Page excerpt.

================================

Plenty of disaster movies pretend to lean on real science to justify their cinematic ambitions in order to offer belief an audience can accept and exude some form of intelligence.  Too often, the manic energy to entertain exceeds the science and a two-hour turd polishing clinic results.  The decent ones can touch base with the right science and blend in the theatrics.  As long as you can stand subtitles and tray of cheese samples, you have a mild winner in "The Wave (Bolgen)" from Norway.

History shows that earthquakes and landslides in narrow sea inlets have been known to produce cataclysmic tsunamis that have wiped out entire towns and killed hundreds.  They have happened in Alaska and the threat is larger and ever-constant in the many spectacular fjords of Norway.  The narrow shapes of the natural passes turn those fjords in a funnels that channel and increase a wave's strength, size, and intensity.

The country's top geologists monitor these threats and know that nothing can stop them from coming.  Like tornadoes in our neck of the woods, all they can do is offer the earliest warning possible when the inevitable arrives.  In most cases, once something like that hits, towns and people nearby have mere minutes to find safety.  One of those geologists is Kristian Eikjord, played by Kristoffer Joner, who recently made his American debut in "The Revenant.”  He is the first to notice the fluctuations in the data on the Akerneset mountain that could trigger one of these events in the popular cruise ship village of Geiranger.

True to cliche, "The Wave" fleshes out a human dynamic of threatened protagonists the narrative wants you to care about.  Chummy co-workers and a family unit comprised of an oblivious teenage son, a cute little daughter with her stuffed animal, and a stalwart wife (Ane Dahl Torp of “Pioneer”) populate Kristian’s circle.  Their interactions are cued with repetitive piano from composer Magnus Beite when the musical screws aren’t being tightened by the eerie and necessary “danger music.”

================================

Collected data entries
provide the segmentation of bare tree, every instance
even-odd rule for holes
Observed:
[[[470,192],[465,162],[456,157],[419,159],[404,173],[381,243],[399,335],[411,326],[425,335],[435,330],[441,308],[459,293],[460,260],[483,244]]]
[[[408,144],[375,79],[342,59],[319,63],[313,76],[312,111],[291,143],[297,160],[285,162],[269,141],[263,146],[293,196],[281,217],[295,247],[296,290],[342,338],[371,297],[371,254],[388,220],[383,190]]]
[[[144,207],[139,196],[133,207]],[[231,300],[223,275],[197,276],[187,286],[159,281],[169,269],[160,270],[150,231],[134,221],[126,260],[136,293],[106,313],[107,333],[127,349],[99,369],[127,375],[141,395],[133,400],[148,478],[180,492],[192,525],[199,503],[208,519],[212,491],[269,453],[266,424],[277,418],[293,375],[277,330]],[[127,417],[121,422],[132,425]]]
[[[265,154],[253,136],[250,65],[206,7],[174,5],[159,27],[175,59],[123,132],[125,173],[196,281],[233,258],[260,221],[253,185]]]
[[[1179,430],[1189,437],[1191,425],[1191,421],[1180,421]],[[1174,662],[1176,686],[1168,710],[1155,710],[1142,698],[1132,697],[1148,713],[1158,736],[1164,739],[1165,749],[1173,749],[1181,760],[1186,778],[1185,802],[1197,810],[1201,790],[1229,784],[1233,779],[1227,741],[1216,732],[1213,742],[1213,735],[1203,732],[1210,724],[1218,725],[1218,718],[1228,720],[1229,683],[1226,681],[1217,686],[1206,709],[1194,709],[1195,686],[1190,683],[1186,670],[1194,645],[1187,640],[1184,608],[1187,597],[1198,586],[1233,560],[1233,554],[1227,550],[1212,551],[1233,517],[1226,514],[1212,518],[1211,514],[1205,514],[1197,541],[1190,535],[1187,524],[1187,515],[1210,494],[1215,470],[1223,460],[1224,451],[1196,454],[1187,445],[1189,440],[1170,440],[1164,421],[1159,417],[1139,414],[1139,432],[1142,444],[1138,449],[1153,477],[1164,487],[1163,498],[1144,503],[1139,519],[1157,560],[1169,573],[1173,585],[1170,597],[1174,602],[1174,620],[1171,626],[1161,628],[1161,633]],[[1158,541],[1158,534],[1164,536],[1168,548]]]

================================

Tasks.
a) According to the review, why do Norway's fjords make tsunamis especially dangerous? Answer in one to three sentences.
b) In the review, which actor plays the geologist Kristian Eikjord?
c) Please continue the review from where it stops.
The items come from a separate source.

Answer section.
a) The fjords are narrow, so they act as funnels that channel a wave and increase its strength, size, and intensity.

b) Kristoffer Joner.

c)
Once the rumble starts, "The Wave" can pack a punch.  That central tsunami is jaw-dropping, even with lesser special effects from overseas.  The film plays out this disastrous scenario of doom in riveting fashion that tries to overcome the pervading triteness.  Like the Danes replicating American-style westerns to make a superior one of their own (“The Salvation”) recently, director Roar Uthaug has clearly seen a few Roland Emmerich and Irwin Allen films.  Think the devastation of “The Impossible” mixed with a dash of “San Andreas” and the convenient expository science similar to “Dante’s Peak.”  Even with the corniness and moments of disbelief, Uthaug crafts a leaner and often more intense homage that works more often than it does not.

LESSON #1: THE SCIENCE OF TSUNAMIS MIXED WITH FJORDS-- The aforementioned scientific facts bookend “The Wave.”  They lay out the scenario that the film brings to hypothetical life.  Water table shifts and avalanches are no joke.  The movie blows a few things out of proportion for style purposes, but the foreboding phenomena are very real in these areas.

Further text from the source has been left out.